PASSAGE TO READ:
That said, we can create situations and surroundings that quell or diminish or hinder our creativity. And, conversely, we can create situations and surroundings that foster it–that literally enhance our levels of creative performance.

If you do something over and over again, it will become a habit. Creativity is the same thing–this is why writers will write everyday, painters will paint everyday, the business executive will work 80 hour weeks. What people are doing is building neural connections in the brain that will wire together and thus form a habit. Have you ever seen Picasso sit down and just start painting something awesome? He truly mastered his medium. It’s said that it takes 10,000 hours to become a master at something. That’s because it takes that many times for your brain to create the neuronal connections. Now Steven Kotler, on whose 17 triggers of innovation this post is based, maintains that by mastering how to create flow states, that 10,000 hours can be cut in half. That could very well be.

What these habits do is create the conditions for a thing called flow. Steven Kotler, based on the seminal work by Mihaly Csikszentmihalyi, defines flow as an optimal state of consciousness in which we both feel and perform at our best.

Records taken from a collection

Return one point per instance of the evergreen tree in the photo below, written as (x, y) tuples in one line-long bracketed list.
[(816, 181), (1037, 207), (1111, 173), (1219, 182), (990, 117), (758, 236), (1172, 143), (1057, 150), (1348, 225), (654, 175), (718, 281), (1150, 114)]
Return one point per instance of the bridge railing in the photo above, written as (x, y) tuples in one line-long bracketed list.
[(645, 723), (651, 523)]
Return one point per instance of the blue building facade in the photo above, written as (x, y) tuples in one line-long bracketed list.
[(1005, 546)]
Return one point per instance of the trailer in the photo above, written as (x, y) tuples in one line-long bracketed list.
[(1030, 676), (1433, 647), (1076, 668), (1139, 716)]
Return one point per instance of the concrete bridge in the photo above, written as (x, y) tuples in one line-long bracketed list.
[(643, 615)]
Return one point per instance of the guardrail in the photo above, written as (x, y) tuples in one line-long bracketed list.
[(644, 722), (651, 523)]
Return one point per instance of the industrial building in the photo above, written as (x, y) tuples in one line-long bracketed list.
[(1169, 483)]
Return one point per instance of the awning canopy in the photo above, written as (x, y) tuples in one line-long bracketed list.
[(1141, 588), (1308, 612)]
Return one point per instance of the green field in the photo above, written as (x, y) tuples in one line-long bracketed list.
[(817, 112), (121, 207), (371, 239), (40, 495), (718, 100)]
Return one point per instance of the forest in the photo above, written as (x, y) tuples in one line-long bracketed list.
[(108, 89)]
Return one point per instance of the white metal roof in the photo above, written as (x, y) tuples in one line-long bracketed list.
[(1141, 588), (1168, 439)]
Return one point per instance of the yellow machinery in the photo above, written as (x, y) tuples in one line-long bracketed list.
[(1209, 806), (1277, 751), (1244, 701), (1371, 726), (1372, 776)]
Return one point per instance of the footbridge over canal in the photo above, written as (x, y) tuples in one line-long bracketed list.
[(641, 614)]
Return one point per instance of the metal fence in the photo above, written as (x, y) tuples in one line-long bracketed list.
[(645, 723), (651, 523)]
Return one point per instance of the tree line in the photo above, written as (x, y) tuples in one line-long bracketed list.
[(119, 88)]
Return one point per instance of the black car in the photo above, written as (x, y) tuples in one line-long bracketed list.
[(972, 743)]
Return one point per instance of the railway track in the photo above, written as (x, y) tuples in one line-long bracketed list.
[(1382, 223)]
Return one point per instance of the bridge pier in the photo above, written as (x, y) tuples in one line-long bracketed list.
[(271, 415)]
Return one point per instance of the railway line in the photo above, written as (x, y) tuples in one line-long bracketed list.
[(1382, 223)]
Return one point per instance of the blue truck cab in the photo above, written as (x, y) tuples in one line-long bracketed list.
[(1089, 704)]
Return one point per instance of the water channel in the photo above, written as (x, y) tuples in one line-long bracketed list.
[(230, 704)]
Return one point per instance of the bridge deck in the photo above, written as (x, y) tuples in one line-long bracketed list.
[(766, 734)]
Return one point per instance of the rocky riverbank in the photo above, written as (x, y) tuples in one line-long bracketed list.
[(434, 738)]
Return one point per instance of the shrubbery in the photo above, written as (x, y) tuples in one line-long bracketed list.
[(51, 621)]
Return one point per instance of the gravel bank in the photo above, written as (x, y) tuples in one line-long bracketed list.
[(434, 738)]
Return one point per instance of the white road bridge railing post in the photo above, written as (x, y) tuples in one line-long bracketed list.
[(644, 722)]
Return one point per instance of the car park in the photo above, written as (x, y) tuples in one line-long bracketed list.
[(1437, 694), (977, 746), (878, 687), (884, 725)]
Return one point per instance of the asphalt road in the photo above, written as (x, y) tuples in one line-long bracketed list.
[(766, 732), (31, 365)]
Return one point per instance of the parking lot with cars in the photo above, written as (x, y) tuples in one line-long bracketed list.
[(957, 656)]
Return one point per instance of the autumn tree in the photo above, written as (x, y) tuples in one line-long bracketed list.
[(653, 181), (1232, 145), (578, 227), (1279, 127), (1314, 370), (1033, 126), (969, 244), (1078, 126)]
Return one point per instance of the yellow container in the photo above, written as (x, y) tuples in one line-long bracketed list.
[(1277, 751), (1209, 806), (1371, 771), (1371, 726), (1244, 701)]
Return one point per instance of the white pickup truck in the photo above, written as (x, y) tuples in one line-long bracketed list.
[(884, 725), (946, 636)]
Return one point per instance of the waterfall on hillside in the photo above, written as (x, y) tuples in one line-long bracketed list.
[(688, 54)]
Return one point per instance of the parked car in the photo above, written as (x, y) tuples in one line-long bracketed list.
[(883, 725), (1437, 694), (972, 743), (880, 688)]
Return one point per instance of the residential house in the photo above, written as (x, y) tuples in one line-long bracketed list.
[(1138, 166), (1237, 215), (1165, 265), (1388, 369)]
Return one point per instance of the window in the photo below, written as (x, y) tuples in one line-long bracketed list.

WORK INSTRUCTIONS: Reproduce word for word the stretch of the passage on creativity and flow that opens with the words containing "That said, we" and closes with "of creative performance.". This material has no connection to the passage on creativity and flow.

TASK ANSWER:
That said, we can create situations and surroundings that quell or diminish or hinder our creativity. And, conversely, we can create situations and surroundings that foster it–that literally enhance our levels of creative performance.